■ What needs to be done ■
Only the lines from the one containing "cloud. Overlapping instances should get separate boxes." through the last line of the entries are wanted. Transcribe them exactly.

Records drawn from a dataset
━━━━━━

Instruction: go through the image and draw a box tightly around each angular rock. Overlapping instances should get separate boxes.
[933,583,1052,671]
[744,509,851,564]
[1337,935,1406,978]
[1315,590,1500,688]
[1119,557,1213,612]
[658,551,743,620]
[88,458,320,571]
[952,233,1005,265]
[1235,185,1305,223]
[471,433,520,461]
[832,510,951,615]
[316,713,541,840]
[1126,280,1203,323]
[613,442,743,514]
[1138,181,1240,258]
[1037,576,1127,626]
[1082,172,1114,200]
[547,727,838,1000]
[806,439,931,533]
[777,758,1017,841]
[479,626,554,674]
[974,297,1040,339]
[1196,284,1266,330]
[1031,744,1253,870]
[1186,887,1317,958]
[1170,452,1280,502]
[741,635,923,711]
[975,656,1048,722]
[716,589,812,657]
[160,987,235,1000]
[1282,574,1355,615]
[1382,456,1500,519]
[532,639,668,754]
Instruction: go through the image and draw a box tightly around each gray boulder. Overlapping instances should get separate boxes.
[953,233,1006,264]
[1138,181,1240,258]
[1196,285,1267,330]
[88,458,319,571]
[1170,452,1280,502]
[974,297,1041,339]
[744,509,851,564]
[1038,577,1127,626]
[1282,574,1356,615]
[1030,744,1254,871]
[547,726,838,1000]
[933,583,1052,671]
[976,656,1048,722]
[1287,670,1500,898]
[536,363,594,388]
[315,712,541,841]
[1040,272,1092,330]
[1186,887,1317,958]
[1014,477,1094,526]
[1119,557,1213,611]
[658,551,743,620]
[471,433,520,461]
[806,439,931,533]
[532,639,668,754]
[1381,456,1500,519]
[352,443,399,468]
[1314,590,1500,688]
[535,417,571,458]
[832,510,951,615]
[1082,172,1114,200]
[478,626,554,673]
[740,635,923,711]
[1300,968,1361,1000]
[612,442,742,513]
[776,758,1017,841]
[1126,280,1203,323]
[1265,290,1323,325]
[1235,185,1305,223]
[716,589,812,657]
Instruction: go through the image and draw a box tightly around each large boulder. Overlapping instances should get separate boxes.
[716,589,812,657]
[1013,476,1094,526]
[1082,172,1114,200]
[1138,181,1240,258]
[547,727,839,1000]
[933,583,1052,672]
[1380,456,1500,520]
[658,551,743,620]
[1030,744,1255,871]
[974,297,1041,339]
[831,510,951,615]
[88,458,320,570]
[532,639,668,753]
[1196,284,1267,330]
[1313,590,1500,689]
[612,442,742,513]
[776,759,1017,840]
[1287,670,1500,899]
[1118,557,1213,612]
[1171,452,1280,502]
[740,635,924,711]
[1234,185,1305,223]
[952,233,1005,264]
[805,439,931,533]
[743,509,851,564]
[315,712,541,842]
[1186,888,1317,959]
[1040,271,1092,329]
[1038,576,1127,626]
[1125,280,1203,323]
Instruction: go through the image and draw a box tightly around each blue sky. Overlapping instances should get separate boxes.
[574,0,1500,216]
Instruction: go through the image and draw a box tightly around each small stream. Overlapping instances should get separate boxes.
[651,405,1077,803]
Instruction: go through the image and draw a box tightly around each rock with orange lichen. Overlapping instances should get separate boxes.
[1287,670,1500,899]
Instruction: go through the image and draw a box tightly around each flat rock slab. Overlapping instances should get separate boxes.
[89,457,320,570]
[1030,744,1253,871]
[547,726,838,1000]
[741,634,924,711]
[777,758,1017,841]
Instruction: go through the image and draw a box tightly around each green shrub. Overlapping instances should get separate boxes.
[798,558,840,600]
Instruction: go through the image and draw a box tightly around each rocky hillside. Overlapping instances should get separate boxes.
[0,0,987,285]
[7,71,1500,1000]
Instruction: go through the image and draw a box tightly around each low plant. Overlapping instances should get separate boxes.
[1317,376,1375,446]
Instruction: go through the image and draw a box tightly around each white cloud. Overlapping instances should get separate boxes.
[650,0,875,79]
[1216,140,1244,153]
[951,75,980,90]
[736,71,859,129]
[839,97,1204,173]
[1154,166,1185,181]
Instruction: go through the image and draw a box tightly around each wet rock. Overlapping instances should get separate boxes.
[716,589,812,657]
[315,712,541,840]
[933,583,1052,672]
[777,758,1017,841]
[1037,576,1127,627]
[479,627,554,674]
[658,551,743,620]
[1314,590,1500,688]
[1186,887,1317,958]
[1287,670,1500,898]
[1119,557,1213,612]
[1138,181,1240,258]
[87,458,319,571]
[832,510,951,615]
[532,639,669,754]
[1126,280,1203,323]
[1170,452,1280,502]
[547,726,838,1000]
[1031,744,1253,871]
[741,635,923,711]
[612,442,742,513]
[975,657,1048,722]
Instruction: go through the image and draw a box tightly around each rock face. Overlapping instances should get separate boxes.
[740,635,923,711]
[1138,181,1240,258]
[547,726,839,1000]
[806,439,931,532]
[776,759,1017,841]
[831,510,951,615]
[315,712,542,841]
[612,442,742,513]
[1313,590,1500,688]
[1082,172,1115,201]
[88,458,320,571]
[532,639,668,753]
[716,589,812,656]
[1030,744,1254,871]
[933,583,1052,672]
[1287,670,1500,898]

━━━━━━

■ Exercise solution ■
Instruction: go through the image and draw a box tightly around each white cloud. Overlapping instances should get separate boxes.
[650,0,875,79]
[1216,140,1244,153]
[951,75,980,90]
[736,71,859,129]
[839,97,1204,173]
[1154,166,1185,181]
Instruction: go through the image and draw a box tightly around each wet rock. Overlapping instances should get separate boxes.
[716,589,812,657]
[315,712,541,840]
[933,583,1052,672]
[777,758,1017,841]
[1037,576,1127,627]
[479,627,554,674]
[658,551,743,620]
[1314,590,1500,688]
[1186,887,1317,958]
[1287,670,1500,898]
[1119,557,1213,612]
[1138,181,1240,258]
[87,458,319,571]
[832,510,951,615]
[532,639,669,754]
[1126,280,1203,323]
[1170,452,1280,502]
[547,726,838,1000]
[1031,744,1253,871]
[741,635,923,711]
[612,442,742,513]
[975,657,1048,722]
Instruction: go through the image and draw a box tightly around each rock face. Overlapping instances should get separate boxes.
[740,635,923,711]
[1138,181,1240,258]
[547,726,839,1000]
[806,439,931,532]
[776,759,1017,841]
[831,510,951,615]
[315,712,542,841]
[612,442,742,513]
[1313,590,1500,688]
[1082,172,1115,201]
[88,458,320,571]
[532,639,668,753]
[716,589,812,656]
[1030,744,1254,871]
[933,583,1052,672]
[1287,670,1500,898]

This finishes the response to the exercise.